*** MATERIAL SHOWN Section Begins ***

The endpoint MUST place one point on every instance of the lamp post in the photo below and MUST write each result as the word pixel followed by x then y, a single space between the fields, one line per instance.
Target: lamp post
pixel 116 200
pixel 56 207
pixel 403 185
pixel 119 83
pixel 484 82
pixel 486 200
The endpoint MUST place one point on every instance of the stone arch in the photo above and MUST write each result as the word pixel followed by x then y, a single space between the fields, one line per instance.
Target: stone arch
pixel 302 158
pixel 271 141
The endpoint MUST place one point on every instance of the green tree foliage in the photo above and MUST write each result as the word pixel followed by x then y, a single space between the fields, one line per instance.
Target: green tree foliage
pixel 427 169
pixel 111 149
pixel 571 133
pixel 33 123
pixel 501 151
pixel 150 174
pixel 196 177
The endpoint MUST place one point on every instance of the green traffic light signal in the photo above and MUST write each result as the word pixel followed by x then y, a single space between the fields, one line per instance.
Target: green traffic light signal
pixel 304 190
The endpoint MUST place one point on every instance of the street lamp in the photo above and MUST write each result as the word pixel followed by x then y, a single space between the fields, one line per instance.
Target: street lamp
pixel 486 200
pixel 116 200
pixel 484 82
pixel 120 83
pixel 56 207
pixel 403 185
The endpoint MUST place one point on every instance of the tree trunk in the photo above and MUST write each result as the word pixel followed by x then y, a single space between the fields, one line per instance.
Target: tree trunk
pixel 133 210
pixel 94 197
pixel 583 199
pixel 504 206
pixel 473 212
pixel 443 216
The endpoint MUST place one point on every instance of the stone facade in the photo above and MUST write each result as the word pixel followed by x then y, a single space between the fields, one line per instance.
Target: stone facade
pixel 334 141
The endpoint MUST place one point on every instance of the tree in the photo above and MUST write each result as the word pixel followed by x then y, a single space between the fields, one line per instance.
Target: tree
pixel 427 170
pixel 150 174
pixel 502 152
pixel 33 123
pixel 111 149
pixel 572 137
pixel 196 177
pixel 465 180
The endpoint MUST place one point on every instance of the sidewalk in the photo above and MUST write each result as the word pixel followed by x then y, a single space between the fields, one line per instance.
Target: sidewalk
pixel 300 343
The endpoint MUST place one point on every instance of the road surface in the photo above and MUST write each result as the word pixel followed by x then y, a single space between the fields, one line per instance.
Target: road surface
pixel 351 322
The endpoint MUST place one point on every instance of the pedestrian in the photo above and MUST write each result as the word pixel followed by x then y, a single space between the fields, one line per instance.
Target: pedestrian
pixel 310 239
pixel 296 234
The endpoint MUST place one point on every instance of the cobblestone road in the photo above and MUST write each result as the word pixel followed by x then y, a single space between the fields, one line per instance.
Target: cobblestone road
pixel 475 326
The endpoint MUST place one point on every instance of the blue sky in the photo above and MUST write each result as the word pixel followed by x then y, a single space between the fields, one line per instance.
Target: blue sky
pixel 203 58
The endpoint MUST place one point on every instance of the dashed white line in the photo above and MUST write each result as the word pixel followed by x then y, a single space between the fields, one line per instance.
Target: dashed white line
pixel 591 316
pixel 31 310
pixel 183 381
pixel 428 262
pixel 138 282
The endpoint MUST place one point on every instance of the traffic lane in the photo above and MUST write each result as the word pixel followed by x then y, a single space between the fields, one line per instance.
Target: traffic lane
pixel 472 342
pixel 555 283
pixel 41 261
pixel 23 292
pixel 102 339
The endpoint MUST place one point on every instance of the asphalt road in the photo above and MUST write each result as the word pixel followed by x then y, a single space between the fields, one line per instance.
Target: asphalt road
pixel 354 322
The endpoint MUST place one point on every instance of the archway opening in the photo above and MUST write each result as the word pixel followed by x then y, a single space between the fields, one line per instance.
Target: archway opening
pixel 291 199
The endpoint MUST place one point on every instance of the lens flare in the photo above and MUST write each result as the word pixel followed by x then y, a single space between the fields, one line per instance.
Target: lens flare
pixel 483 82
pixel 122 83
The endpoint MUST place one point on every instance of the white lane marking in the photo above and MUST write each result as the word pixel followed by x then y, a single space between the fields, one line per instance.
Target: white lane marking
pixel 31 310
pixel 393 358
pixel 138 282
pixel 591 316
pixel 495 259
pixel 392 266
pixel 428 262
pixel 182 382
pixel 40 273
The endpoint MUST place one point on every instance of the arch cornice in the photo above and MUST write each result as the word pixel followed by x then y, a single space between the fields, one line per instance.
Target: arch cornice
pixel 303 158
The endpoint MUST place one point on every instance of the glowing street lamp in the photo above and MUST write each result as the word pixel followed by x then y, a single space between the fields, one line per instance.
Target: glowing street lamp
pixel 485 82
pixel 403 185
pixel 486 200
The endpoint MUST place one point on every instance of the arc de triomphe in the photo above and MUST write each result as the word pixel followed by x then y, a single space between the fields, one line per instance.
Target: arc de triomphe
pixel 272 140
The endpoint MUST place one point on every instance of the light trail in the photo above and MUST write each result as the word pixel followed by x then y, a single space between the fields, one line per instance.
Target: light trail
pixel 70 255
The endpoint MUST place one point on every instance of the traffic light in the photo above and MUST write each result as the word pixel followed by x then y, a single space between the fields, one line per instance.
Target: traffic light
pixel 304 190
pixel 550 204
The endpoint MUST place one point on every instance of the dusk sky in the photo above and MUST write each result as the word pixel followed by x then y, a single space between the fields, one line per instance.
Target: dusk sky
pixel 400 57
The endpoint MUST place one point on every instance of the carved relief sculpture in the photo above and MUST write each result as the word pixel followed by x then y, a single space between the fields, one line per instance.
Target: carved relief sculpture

*** MATERIAL SHOWN Section Ends ***
*** MATERIAL SHOWN Section Begins ***

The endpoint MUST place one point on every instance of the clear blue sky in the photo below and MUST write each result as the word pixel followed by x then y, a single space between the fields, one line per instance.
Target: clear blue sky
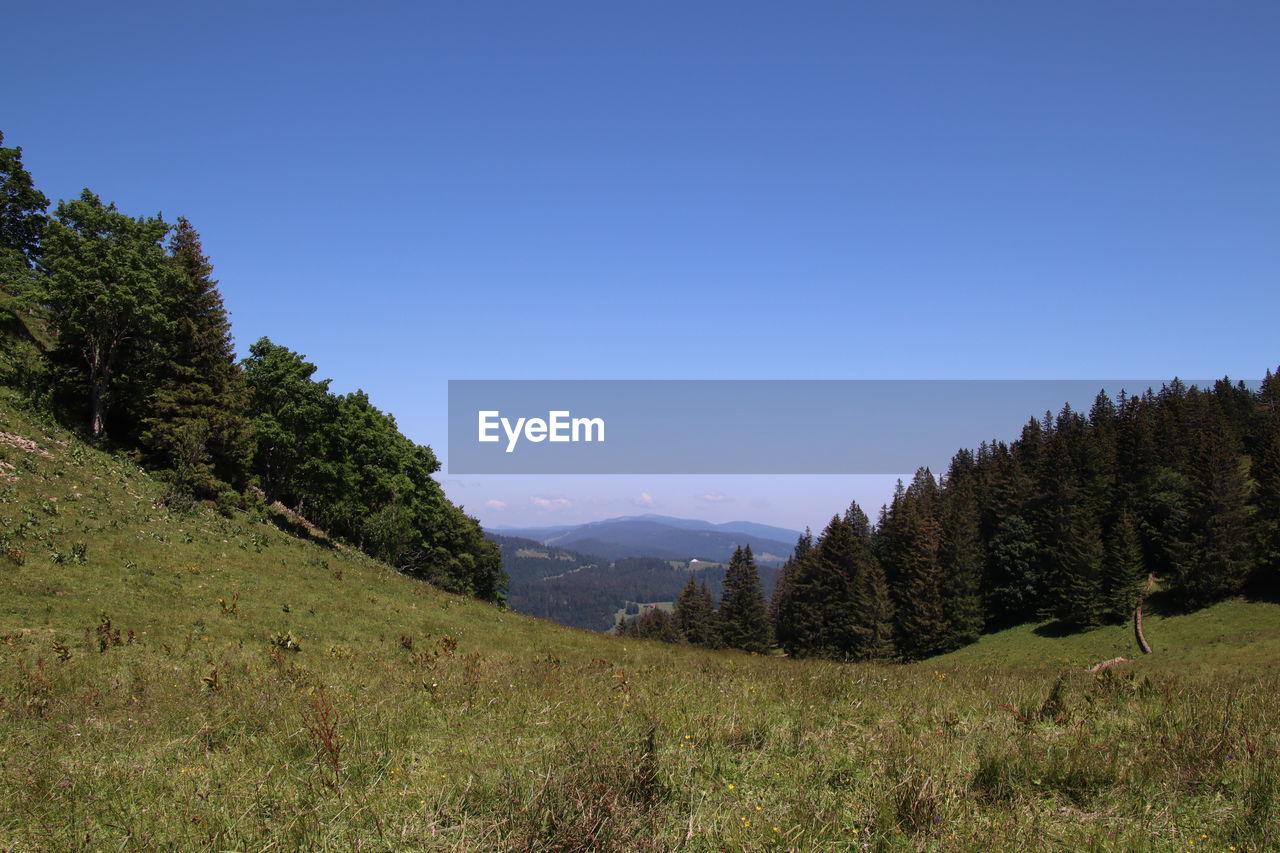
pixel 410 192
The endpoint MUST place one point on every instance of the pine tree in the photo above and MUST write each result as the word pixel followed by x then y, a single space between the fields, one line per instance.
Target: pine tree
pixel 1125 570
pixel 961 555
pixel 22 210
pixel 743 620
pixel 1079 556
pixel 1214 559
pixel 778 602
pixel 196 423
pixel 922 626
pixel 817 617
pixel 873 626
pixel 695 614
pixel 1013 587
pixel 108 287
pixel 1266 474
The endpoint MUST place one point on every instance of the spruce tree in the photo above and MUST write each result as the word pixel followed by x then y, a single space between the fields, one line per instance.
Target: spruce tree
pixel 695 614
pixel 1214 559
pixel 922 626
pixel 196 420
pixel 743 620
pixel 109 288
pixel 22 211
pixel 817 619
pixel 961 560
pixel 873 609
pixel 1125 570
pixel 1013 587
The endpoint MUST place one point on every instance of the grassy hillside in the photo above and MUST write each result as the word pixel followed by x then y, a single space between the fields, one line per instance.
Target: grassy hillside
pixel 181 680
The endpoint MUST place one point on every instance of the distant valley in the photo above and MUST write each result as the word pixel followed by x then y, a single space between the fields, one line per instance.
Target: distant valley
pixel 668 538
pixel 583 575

*** MATERIAL SHOWN Section Ends ***

- TASK OBJECTIVE
Copy verbatim, from the listing above, each line from the one containing "Target: blue sky" down to the one containing "of the lens", inclusive.

- OUTPUT OF THE EXERCISE
Target: blue sky
pixel 203 58
The endpoint MUST place one point on every instance of the dashed white line in the photo above and MUST write each result as the word pixel followed by x then y, a single space between the fields, one line per instance.
Target: dashed white line
pixel 591 316
pixel 31 310
pixel 183 381
pixel 428 262
pixel 138 282
The endpoint MUST place one point on every instance of the traffic lane in the photo above and MUST write each result as the word pixel followed by x then y, a single space between the fields, one line per instance.
Target: traffic lane
pixel 472 342
pixel 555 283
pixel 41 261
pixel 23 292
pixel 102 339
The endpoint MUST place one point on every instance of the asphalt road in the photo above and MUST write each result as the word pixel followed by x then y, a single space between the fields, one line per instance.
Target: asphalt road
pixel 354 322
The endpoint MUST place one point on every instance of the archway opening in the photo above and MUST write each result as the word pixel followed by x then y, a single space between the fields, one line per instance.
Target: archway opening
pixel 291 199
The endpoint MUST place one point on every instance of the lens flare in the photo above and MUST write each result as the word pixel followed by x then y, a single space between the fields, one line per instance.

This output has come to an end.